▶ _PASSAGE TO READ_:

******************************

Susan Cameron grew up in a small town on Long Island. However, a few years later she was giving health talks to mothers’ groups in the blistering heat in what was the second-poorest country in the Western Hemisphere.
Cameron was a Peace Corps volunteer in Nicaragua.
Thanks to Binghamton University alumni such as Cameron, the school has again ranked in the Peace Corps’ list of top 25 major volunteer-producing colleges and universities in the nation.
“These rankings are a reflection of Binghamton University’s commitment to global awareness and service learning,” BU President Lois DeFleur said. “Our students are regularly recognized for their humanitarian efforts and we are proud that this commitment to service extends for many of them after they graduate.”
Since the Peace Corps’ inception in 1961, over 230 BU alumni have joined its ranks, volunteering in countries around the globe, including Botswana, Cape Verde, Guatemala, Mongolia and Ukraine. Service projects have included health education and sanitation projects, science, environmental and English teaching assignments, business advising and development activities, and community development initiatives.
While in college, Cameron, class of 1994, studied anthropology, participated in student activism and studied abroad in Costa Rica. During her time with the Peace Corps she served as a health volunteer in a 1,000-person town with metal roofs and dirt roads. One of her projects involved eradicating diseases that generally killed children under five, such as diarrhea, respiratory infection, poor nutrition and incomplete vaccination.

******************************

▶ _DATA FOR ANALYSIS_:
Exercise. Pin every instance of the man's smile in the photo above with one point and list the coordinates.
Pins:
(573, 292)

******************************

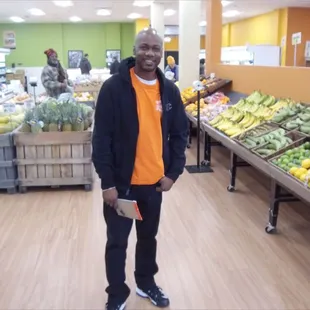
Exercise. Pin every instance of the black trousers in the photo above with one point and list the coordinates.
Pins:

******************************

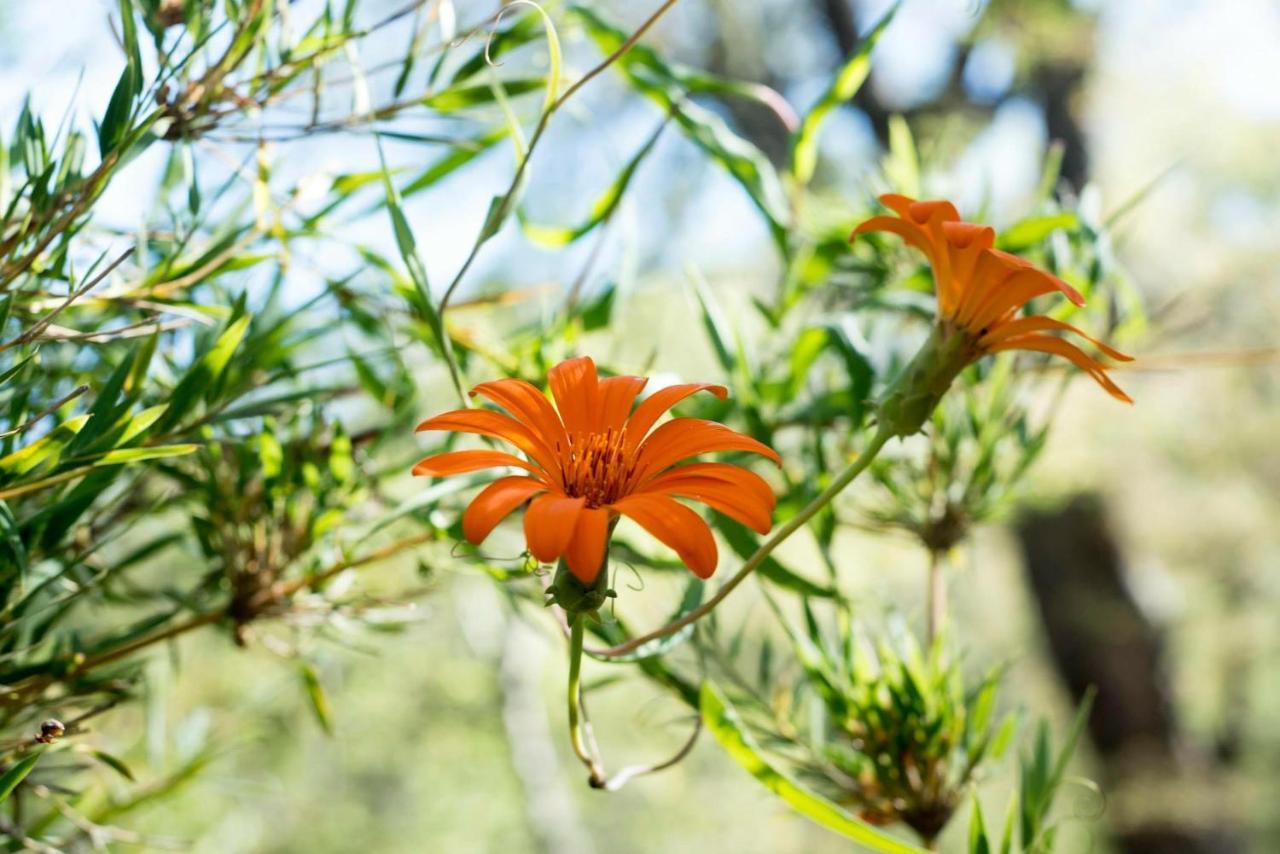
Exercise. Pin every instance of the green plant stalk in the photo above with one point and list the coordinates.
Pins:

******************************

▶ _WHAT THIS EXERCISE ASKS_:
• A. Answer these from the Peace Corps article:
(i) In which country did Cameron serve as a Peace Corps volunteer?
(ii) In what year was the Peace Corps started?
(iii) Where did Cameron study abroad while in college?
• B. Copy the Peace Corps article word for word, everything from "Since the Peace" down to "and incomplete vaccination.".
The rows are from a different source than the Peace Corps article.

▶ _TASK-BY-TASK ANSWERS_:
• A.
(i) Nicaragua
(ii) 1961
(iii) Costa Rica

• B.
Since the Peace Corps’ inception in 1961, over 230 BU alumni have joined its ranks, volunteering in countries around the globe, including Botswana, Cape Verde, Guatemala, Mongolia and Ukraine. Service projects have included health education and sanitation projects, science, environmental and English teaching assignments, business advising and development activities, and community development initiatives.
While in college, Cameron, class of 1994, studied anthropology, participated in student activism and studied abroad in Costa Rica. During her time with the Peace Corps she served as a health volunteer in a 1,000-person town with metal roofs and dirt roads. One of her projects involved eradicating diseases that generally killed children under five, such as diarrhea, respiratory infection, poor nutrition and incomplete vaccination.